## WORK TO COMPLETE
Please rewrite the listing below with "coarse mask" substituted for every "rough mask", leaving everything else as it is.
* * * *
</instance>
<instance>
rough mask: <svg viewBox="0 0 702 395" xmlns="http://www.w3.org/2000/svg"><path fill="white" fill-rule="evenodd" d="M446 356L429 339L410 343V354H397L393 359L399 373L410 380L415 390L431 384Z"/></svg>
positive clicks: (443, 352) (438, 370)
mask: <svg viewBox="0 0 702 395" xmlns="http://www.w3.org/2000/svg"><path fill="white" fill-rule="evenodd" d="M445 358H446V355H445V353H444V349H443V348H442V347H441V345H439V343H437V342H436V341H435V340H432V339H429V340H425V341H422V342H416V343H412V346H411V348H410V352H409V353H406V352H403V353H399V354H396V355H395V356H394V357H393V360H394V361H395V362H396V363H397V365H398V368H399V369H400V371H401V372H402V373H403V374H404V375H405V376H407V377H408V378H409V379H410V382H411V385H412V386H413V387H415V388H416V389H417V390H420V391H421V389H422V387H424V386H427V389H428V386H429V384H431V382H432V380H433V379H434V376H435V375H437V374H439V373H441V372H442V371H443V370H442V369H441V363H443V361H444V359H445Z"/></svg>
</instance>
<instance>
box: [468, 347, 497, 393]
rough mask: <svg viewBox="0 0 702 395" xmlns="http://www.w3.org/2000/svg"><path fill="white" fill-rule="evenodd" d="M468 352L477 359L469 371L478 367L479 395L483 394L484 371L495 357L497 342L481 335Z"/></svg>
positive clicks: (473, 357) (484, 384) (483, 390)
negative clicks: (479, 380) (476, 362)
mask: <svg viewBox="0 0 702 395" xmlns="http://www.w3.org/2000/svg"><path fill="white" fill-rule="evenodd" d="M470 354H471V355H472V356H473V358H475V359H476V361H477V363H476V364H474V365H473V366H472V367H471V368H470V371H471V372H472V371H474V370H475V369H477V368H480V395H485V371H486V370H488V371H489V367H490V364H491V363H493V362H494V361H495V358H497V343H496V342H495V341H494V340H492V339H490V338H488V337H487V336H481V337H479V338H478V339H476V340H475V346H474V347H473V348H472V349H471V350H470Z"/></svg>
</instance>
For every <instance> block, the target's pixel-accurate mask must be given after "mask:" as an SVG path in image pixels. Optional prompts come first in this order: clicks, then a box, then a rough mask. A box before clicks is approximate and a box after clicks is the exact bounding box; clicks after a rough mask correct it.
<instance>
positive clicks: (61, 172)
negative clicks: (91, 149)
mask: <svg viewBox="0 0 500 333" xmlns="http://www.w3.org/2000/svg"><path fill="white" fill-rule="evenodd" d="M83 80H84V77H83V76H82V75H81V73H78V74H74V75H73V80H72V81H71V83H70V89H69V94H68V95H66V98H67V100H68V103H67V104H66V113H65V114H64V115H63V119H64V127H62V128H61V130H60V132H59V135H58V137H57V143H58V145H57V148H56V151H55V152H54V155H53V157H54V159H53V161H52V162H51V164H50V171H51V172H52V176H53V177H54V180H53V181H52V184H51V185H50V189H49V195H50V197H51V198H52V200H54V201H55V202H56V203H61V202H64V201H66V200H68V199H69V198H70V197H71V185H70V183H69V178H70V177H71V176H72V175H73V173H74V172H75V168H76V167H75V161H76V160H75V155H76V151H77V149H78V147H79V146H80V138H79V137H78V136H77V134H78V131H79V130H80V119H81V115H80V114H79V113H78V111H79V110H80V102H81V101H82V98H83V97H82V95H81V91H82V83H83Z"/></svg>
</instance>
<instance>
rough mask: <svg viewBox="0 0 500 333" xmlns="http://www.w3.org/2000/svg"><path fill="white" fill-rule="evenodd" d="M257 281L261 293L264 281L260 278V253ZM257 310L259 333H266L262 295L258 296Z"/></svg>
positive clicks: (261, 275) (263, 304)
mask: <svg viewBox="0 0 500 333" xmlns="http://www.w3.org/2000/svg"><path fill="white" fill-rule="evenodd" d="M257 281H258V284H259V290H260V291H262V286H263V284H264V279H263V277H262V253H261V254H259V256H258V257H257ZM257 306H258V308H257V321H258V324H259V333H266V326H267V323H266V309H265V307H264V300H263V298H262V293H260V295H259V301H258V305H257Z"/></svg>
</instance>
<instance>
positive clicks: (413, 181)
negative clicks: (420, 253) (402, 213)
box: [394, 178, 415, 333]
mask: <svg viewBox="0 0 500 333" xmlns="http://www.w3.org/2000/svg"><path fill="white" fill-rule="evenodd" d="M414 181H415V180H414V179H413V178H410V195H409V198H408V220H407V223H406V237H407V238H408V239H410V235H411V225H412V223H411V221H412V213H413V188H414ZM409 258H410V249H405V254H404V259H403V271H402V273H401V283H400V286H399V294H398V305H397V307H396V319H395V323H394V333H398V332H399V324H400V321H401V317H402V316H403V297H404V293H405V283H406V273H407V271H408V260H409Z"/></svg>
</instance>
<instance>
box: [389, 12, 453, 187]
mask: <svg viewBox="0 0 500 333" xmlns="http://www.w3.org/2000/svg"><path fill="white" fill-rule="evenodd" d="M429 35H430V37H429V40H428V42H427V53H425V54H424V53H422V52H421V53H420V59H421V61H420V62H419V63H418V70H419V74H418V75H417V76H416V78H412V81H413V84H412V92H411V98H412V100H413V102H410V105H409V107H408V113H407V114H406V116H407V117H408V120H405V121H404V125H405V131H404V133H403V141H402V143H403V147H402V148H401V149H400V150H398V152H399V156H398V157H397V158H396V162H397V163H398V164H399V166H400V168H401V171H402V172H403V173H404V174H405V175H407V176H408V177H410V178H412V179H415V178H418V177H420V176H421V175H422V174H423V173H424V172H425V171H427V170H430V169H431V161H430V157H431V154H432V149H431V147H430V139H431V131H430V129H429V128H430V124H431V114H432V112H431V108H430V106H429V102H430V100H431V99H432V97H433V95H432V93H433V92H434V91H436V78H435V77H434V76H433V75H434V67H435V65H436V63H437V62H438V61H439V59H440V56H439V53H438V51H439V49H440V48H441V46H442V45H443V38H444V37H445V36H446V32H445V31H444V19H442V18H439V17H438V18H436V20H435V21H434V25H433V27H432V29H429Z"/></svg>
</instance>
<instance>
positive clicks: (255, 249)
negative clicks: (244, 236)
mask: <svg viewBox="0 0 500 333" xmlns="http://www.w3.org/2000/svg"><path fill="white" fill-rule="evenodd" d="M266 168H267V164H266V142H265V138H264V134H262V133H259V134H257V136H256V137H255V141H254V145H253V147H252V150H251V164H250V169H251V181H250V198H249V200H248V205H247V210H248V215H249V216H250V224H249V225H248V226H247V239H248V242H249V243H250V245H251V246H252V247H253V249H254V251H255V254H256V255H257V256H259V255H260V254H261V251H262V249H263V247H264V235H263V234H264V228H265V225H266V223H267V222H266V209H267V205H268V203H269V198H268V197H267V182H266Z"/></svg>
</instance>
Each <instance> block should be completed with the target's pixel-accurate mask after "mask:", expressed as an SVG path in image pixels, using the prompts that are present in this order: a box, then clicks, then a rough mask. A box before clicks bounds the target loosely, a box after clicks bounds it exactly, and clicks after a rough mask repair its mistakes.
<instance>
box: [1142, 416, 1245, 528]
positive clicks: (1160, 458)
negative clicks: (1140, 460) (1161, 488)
* * * *
## EXERCISE RESULT
</instance>
<instance>
coarse mask: <svg viewBox="0 0 702 395" xmlns="http://www.w3.org/2000/svg"><path fill="white" fill-rule="evenodd" d="M446 356L429 339L410 343V354H397L393 359L399 373L410 380L415 390L431 384Z"/></svg>
positive clicks: (443, 352) (438, 370)
mask: <svg viewBox="0 0 702 395" xmlns="http://www.w3.org/2000/svg"><path fill="white" fill-rule="evenodd" d="M445 358H446V355H445V353H444V349H443V348H442V347H441V345H439V343H437V342H436V341H435V340H432V339H429V340H425V341H422V342H416V343H412V346H411V348H410V352H409V353H406V352H403V353H399V354H396V355H395V356H394V357H393V360H394V361H395V362H396V363H397V365H398V368H399V369H400V371H401V372H402V373H403V374H404V375H405V376H407V377H408V378H409V379H410V382H411V385H412V386H413V387H415V388H416V389H417V390H420V391H421V389H422V387H424V386H427V389H428V386H429V384H431V382H432V380H433V379H434V376H435V375H437V374H439V373H441V372H442V371H443V370H442V369H441V363H443V361H444V359H445Z"/></svg>
</instance>
<instance>
box: [468, 347, 497, 393]
coarse mask: <svg viewBox="0 0 702 395" xmlns="http://www.w3.org/2000/svg"><path fill="white" fill-rule="evenodd" d="M468 352L477 359L469 371L478 367L479 395L483 394L484 371L495 357L497 342L481 335Z"/></svg>
positive clicks: (473, 357) (484, 384) (483, 390)
negative clicks: (479, 380) (476, 362)
mask: <svg viewBox="0 0 702 395" xmlns="http://www.w3.org/2000/svg"><path fill="white" fill-rule="evenodd" d="M470 354H471V355H472V356H473V358H475V359H476V361H477V363H476V364H474V365H473V366H472V367H471V368H470V371H471V372H472V371H474V370H475V369H477V368H480V395H485V371H486V370H488V371H489V367H490V364H491V363H493V362H494V361H495V358H497V343H496V342H495V341H494V340H492V339H490V338H488V337H487V336H481V337H479V338H478V339H476V340H475V346H474V347H473V348H472V349H471V350H470Z"/></svg>
</instance>
For every <instance> block, the target's pixel-accurate mask must be given after "mask:" as an SVG path in image pixels. Optional prompts come first in this order: clicks, then a box, then a coarse mask. A box before clicks is approximate and a box after clicks is the exact bounding box; clicks after a coarse mask correct it.
<instance>
positive clicks: (61, 172)
negative clicks: (91, 149)
mask: <svg viewBox="0 0 500 333" xmlns="http://www.w3.org/2000/svg"><path fill="white" fill-rule="evenodd" d="M83 80H84V77H83V76H82V75H81V73H78V74H74V75H73V80H72V81H71V83H70V89H69V94H68V95H66V98H67V100H68V103H67V104H66V113H65V114H64V115H63V119H64V127H62V128H61V130H60V132H59V135H58V137H57V143H58V145H57V148H56V151H55V152H54V155H53V157H54V159H53V161H52V162H51V164H50V171H51V172H52V176H53V177H54V180H53V181H52V184H51V185H50V189H49V195H50V197H51V198H52V200H54V201H55V202H56V203H61V202H64V201H66V200H68V199H69V198H70V197H71V185H70V183H69V178H70V177H71V176H72V175H73V173H74V172H75V168H76V167H75V161H76V160H75V155H76V151H77V149H78V147H79V146H80V138H79V137H78V136H77V134H78V131H79V130H80V119H81V115H80V114H79V113H78V111H79V110H80V102H81V101H82V98H83V97H82V95H81V91H82V83H83Z"/></svg>
</instance>
<instance>
coarse mask: <svg viewBox="0 0 500 333" xmlns="http://www.w3.org/2000/svg"><path fill="white" fill-rule="evenodd" d="M257 281L261 293L264 281L260 278V253ZM257 310L259 333H266L262 295L258 296Z"/></svg>
positive clicks: (261, 275) (263, 304)
mask: <svg viewBox="0 0 500 333" xmlns="http://www.w3.org/2000/svg"><path fill="white" fill-rule="evenodd" d="M257 281H258V284H259V290H260V291H262V286H263V284H264V279H263V277H262V253H261V254H259V256H258V257H257ZM257 306H258V308H257V321H258V324H259V333H266V326H267V323H266V309H265V307H264V300H263V298H262V293H260V295H259V301H258V305H257Z"/></svg>
</instance>
<instance>
positive clicks: (413, 181)
negative clicks: (420, 253) (402, 213)
box: [394, 178, 415, 333]
mask: <svg viewBox="0 0 500 333" xmlns="http://www.w3.org/2000/svg"><path fill="white" fill-rule="evenodd" d="M414 181H415V180H414V179H413V178H410V195H409V198H408V220H407V223H406V237H407V238H408V239H410V235H411V225H412V223H411V221H412V213H413V188H414ZM409 258H410V249H405V254H404V259H403V271H402V273H401V283H400V286H399V294H398V305H397V307H396V319H395V323H394V333H398V332H399V324H400V321H401V317H402V316H403V297H404V293H405V283H406V273H407V271H408V260H409Z"/></svg>
</instance>
<instance>
box: [389, 12, 453, 187]
mask: <svg viewBox="0 0 500 333" xmlns="http://www.w3.org/2000/svg"><path fill="white" fill-rule="evenodd" d="M429 35H430V37H429V40H428V42H427V53H425V54H424V53H422V52H421V53H420V59H421V61H420V62H419V63H418V70H419V74H418V75H417V76H416V78H412V81H413V84H412V92H411V98H412V100H413V102H410V105H409V107H408V113H407V114H406V116H407V117H408V120H405V121H404V125H405V131H404V133H403V141H402V143H403V147H402V148H401V149H400V150H398V152H399V156H398V157H397V158H396V162H397V163H398V164H399V166H400V168H401V171H402V172H403V173H404V174H405V175H407V176H408V177H410V178H412V179H415V178H418V177H420V176H421V175H422V174H423V173H424V172H425V171H427V170H430V169H431V161H430V157H431V154H432V149H431V147H430V139H431V131H430V129H429V128H430V124H431V114H432V112H431V108H430V106H429V102H430V100H431V99H432V97H433V95H432V93H433V92H434V91H436V78H435V77H434V76H433V75H434V67H435V65H436V63H437V62H438V61H439V59H440V56H439V53H438V51H439V49H440V48H441V46H442V45H443V38H444V37H445V36H446V32H445V31H444V19H442V18H439V17H438V18H436V20H435V21H434V25H433V27H432V29H429Z"/></svg>
</instance>
<instance>
positive clicks: (255, 249)
negative clicks: (244, 236)
mask: <svg viewBox="0 0 500 333" xmlns="http://www.w3.org/2000/svg"><path fill="white" fill-rule="evenodd" d="M266 168H267V164H266V142H265V138H264V134H262V133H259V134H257V136H256V137H255V141H254V145H253V147H252V150H251V164H250V169H251V181H250V198H249V200H248V205H247V210H248V215H249V216H250V224H249V225H248V226H247V239H248V242H249V243H250V245H251V246H252V247H253V249H254V251H255V254H256V255H257V256H259V255H260V254H261V251H262V249H263V247H264V235H263V234H264V228H265V225H266V223H267V222H266V209H267V205H268V203H269V198H268V197H267V182H266Z"/></svg>
</instance>
Each <instance> block should be completed with the target's pixel-accurate mask after "mask:", expressed as an SVG path in image pixels, using the prompts that are present in this order: a box, then clicks, then a coarse mask. A box before clicks bounds the target loosely, a box after clicks bounds it exactly, and clicks after a coarse mask repair its mistakes.
<instance>
box: [1142, 416, 1245, 528]
positive clicks: (1160, 458)
negative clicks: (1140, 460) (1161, 488)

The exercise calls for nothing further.